* **REQUIREMENTS**
In the records below, find the line containing "Target: hedge", then extract that line and all subsequent lines exactly, leaving out everything else.

## start

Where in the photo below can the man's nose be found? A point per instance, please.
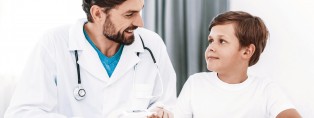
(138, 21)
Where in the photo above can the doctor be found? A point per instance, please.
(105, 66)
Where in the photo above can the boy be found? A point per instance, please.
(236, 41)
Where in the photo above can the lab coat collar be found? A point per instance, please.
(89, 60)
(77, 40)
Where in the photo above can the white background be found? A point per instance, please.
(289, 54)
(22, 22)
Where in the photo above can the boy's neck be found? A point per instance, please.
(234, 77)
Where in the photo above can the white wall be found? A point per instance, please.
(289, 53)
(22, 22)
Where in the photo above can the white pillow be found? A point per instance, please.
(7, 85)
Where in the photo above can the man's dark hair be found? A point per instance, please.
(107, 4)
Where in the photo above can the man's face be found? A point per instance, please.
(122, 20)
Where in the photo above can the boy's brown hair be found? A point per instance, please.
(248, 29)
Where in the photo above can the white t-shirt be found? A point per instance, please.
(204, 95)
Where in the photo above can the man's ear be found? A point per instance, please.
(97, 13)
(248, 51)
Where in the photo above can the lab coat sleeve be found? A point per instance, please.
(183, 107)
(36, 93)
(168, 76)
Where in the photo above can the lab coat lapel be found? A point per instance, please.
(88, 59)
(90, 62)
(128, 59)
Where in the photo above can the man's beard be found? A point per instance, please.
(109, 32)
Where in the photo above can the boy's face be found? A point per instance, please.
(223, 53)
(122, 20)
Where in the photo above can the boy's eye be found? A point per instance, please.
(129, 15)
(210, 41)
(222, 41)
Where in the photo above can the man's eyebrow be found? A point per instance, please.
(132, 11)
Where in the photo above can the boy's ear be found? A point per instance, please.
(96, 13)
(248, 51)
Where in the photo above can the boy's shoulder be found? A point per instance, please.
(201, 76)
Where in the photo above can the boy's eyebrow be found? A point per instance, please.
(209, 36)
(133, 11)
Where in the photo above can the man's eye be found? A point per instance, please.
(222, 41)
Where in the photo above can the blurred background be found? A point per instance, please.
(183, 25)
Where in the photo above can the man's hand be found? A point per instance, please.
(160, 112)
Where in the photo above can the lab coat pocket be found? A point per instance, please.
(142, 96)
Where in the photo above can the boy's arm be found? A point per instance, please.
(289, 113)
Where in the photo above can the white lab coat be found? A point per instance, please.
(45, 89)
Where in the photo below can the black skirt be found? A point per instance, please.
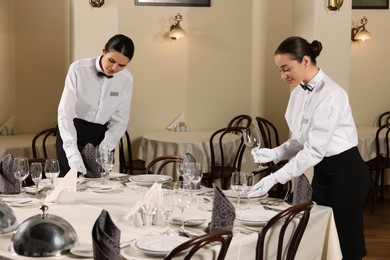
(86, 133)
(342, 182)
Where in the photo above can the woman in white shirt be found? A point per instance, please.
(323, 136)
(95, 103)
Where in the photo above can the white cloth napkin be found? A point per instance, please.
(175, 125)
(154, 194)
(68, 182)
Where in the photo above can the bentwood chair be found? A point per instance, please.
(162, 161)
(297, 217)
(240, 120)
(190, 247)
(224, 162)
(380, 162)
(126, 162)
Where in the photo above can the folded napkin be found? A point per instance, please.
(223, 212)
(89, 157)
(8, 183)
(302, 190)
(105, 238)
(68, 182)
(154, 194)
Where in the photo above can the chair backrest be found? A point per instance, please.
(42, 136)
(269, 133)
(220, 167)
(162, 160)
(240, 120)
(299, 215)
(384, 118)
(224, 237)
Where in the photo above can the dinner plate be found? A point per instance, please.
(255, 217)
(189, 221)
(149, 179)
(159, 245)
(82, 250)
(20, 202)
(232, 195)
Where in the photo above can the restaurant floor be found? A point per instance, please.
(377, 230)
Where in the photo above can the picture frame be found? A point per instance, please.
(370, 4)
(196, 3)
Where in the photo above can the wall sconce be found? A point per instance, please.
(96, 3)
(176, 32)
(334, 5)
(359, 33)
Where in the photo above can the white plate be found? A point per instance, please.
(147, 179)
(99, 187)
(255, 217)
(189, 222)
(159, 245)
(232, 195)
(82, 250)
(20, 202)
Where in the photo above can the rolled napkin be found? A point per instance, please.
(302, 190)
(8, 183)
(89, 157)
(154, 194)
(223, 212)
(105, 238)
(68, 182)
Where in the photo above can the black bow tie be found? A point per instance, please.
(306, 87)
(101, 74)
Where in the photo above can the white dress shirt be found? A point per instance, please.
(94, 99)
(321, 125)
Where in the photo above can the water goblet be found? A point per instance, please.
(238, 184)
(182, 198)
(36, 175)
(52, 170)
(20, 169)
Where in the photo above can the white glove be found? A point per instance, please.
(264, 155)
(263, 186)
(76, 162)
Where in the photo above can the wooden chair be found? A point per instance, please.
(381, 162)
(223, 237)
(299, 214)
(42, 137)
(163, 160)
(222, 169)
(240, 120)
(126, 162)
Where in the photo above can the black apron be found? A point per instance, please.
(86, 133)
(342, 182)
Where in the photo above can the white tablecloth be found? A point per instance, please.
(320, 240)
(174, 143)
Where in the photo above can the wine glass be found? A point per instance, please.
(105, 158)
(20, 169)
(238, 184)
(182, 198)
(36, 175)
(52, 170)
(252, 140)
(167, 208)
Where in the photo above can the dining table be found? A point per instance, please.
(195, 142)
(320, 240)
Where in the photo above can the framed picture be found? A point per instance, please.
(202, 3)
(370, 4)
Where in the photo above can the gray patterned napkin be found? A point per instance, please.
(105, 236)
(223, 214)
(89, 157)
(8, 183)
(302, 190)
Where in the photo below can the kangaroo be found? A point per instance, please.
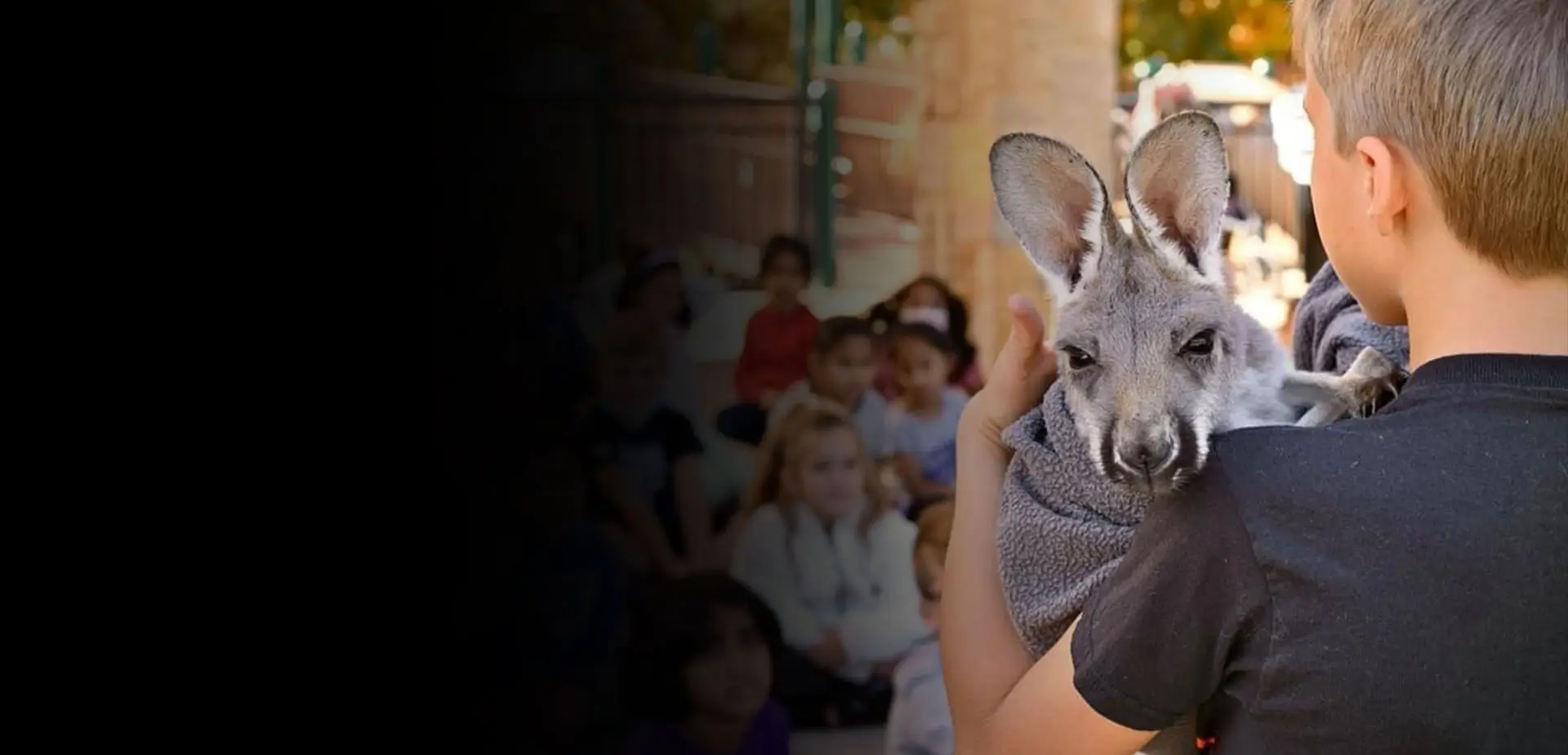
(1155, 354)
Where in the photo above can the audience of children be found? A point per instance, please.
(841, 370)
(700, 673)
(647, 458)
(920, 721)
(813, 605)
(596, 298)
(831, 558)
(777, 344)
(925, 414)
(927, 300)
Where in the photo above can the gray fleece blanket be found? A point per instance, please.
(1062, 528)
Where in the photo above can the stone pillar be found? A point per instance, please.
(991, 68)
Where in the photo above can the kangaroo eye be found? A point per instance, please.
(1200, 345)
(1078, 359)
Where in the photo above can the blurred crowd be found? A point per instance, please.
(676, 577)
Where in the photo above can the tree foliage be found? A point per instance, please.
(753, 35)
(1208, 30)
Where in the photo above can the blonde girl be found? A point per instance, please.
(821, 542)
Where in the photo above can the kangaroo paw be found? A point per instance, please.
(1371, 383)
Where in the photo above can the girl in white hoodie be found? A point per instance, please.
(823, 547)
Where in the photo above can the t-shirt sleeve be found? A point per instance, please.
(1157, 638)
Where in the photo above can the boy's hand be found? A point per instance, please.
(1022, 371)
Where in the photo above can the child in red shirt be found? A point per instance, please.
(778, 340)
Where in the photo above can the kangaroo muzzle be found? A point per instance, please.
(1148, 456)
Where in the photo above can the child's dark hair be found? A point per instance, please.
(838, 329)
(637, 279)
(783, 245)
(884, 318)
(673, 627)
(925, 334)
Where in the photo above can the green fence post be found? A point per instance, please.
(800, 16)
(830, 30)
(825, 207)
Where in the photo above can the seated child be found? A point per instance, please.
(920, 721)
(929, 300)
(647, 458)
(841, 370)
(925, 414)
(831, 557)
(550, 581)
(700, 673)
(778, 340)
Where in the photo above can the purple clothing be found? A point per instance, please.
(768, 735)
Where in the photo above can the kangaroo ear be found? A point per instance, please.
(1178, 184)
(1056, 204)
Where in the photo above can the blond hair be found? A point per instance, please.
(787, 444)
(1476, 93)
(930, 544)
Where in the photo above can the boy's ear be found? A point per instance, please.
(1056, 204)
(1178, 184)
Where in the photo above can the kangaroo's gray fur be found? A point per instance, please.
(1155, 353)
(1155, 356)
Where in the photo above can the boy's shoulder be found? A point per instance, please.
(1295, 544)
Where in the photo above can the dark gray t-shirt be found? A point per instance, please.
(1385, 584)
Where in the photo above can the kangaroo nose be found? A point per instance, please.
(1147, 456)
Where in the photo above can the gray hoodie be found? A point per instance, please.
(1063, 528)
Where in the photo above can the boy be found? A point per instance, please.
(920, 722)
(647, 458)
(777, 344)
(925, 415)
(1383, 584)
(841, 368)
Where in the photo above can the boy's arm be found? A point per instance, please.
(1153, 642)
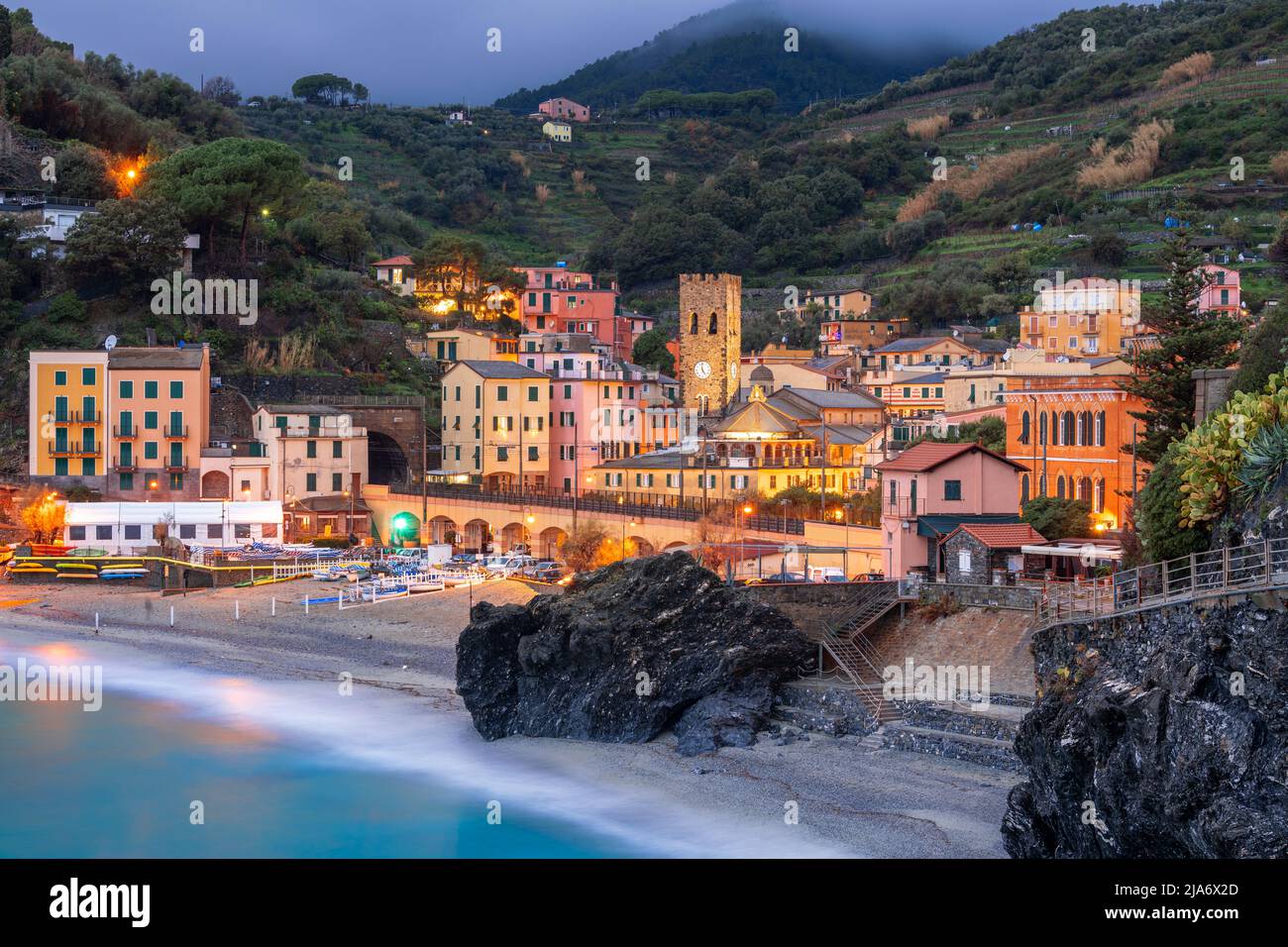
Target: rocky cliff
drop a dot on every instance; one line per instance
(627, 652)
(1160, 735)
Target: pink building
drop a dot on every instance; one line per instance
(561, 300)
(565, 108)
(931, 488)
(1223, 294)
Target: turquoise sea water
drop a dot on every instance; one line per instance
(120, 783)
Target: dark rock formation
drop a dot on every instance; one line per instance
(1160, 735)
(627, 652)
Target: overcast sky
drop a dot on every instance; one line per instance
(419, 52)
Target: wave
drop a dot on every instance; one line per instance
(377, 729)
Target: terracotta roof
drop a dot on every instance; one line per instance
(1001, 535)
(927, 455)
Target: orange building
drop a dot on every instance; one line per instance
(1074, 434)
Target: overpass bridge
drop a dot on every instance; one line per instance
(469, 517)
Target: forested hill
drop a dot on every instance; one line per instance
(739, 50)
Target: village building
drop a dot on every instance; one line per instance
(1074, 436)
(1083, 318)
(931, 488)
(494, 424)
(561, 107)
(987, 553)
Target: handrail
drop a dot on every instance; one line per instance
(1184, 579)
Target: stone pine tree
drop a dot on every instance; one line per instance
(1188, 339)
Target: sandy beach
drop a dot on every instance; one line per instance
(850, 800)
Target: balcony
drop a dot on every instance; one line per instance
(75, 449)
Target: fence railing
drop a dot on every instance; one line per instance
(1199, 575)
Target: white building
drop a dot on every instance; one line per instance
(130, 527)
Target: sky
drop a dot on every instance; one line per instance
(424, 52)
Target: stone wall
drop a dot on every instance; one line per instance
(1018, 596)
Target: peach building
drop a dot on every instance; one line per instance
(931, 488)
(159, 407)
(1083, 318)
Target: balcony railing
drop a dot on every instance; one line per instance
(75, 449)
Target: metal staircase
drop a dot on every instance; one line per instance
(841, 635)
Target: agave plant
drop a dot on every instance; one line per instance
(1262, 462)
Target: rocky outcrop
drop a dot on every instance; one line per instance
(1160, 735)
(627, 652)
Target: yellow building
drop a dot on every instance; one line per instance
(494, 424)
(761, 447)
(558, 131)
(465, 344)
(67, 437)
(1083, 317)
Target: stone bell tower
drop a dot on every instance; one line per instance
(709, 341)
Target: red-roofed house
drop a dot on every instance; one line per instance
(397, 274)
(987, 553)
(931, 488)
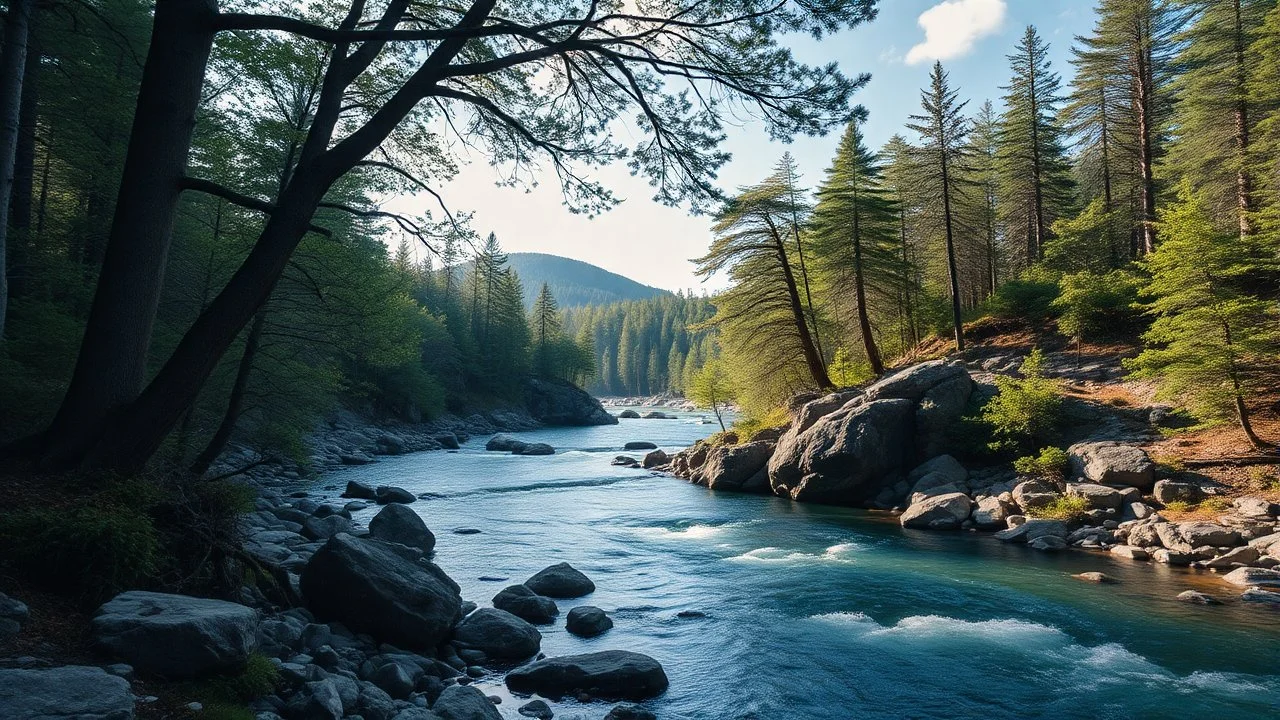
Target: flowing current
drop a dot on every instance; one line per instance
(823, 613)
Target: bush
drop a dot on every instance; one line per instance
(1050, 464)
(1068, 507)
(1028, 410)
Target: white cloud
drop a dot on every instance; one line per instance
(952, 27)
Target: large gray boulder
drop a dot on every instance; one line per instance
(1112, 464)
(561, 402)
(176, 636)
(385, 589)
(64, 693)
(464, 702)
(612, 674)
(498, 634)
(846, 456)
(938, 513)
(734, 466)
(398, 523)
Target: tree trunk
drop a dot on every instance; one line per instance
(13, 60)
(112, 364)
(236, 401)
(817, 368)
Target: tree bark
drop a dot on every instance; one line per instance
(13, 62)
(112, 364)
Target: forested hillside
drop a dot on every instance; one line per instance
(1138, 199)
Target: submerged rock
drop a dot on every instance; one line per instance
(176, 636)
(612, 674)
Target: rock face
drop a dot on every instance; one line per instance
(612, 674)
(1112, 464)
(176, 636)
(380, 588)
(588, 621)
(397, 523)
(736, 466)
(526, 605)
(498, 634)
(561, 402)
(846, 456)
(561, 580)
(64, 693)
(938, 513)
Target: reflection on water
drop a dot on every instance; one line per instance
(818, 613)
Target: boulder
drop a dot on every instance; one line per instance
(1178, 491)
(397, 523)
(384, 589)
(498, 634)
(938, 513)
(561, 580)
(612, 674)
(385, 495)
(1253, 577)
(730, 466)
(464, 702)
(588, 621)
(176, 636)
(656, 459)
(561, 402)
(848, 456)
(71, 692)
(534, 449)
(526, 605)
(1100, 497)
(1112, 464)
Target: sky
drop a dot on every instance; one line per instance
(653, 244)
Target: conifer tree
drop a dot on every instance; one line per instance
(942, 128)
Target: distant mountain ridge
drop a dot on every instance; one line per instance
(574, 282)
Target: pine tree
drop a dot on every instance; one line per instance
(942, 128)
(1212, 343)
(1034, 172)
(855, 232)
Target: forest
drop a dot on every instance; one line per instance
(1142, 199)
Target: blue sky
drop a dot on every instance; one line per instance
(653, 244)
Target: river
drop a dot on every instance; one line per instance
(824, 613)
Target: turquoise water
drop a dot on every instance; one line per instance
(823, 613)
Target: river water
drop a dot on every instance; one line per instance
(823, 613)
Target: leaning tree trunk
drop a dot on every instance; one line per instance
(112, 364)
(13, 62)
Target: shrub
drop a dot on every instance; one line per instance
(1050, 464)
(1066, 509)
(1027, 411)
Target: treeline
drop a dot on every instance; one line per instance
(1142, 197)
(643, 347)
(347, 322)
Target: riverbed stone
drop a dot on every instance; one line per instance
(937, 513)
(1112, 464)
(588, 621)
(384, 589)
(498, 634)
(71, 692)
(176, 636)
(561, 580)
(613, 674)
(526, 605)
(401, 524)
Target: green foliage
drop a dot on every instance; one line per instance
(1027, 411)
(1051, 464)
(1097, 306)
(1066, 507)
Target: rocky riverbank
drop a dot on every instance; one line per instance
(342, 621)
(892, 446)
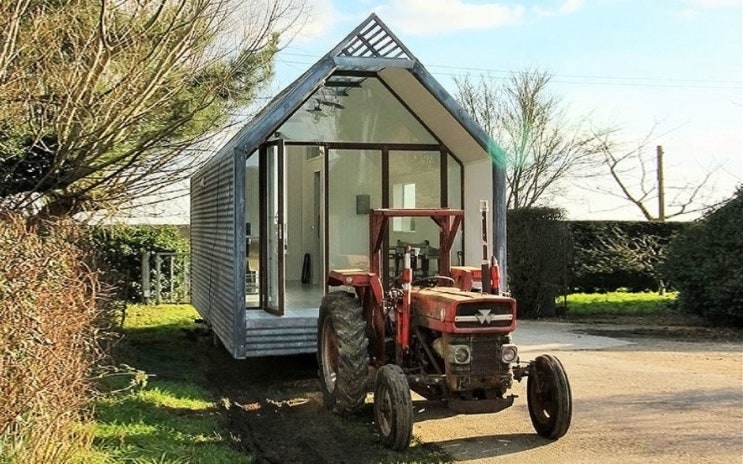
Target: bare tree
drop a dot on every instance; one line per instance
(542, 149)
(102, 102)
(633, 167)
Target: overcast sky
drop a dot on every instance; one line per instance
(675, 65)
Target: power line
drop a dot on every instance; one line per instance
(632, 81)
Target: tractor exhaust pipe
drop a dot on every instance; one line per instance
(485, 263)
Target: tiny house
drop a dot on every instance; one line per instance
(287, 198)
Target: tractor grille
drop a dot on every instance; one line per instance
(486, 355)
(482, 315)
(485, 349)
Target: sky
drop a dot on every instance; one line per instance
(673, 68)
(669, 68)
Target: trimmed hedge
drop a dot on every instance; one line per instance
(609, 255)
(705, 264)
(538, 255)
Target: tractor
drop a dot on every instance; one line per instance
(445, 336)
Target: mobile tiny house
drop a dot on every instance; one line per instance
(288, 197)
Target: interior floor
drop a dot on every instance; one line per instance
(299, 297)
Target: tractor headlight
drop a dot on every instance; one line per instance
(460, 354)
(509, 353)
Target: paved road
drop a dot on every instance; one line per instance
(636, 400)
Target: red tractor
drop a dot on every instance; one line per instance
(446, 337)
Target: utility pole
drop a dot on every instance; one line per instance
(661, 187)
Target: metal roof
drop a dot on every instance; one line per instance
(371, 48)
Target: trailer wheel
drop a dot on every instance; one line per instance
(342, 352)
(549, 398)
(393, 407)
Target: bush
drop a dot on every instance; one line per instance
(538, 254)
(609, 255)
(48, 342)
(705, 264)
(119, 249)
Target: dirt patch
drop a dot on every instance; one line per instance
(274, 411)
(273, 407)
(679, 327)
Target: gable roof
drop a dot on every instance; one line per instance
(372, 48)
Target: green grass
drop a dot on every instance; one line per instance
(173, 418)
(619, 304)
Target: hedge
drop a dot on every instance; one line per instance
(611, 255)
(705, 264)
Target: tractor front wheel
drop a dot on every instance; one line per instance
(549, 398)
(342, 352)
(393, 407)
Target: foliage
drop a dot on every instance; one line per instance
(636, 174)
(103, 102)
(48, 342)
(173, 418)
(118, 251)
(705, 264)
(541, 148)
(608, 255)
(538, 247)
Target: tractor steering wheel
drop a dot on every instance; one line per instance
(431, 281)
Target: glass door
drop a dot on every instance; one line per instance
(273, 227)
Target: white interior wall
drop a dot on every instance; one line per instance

## end

* **THE RESULT**
Target: hedge
drop a dot on every instance; one line per instance
(611, 255)
(705, 264)
Target: tractor front wheel
drop a dot on every instance; one line per instance
(549, 398)
(342, 352)
(393, 407)
Target: foliage
drop a dot on every instance; one line per instance
(636, 174)
(103, 102)
(48, 342)
(173, 418)
(118, 251)
(705, 264)
(541, 148)
(608, 255)
(538, 247)
Target: tractor steering wheel
drop a dot on every instance; one line per instance
(431, 281)
Target: glass door
drop a dot on every instance; one line per instance
(273, 227)
Target: white interior wall
drop a dot on every instance; one line per instance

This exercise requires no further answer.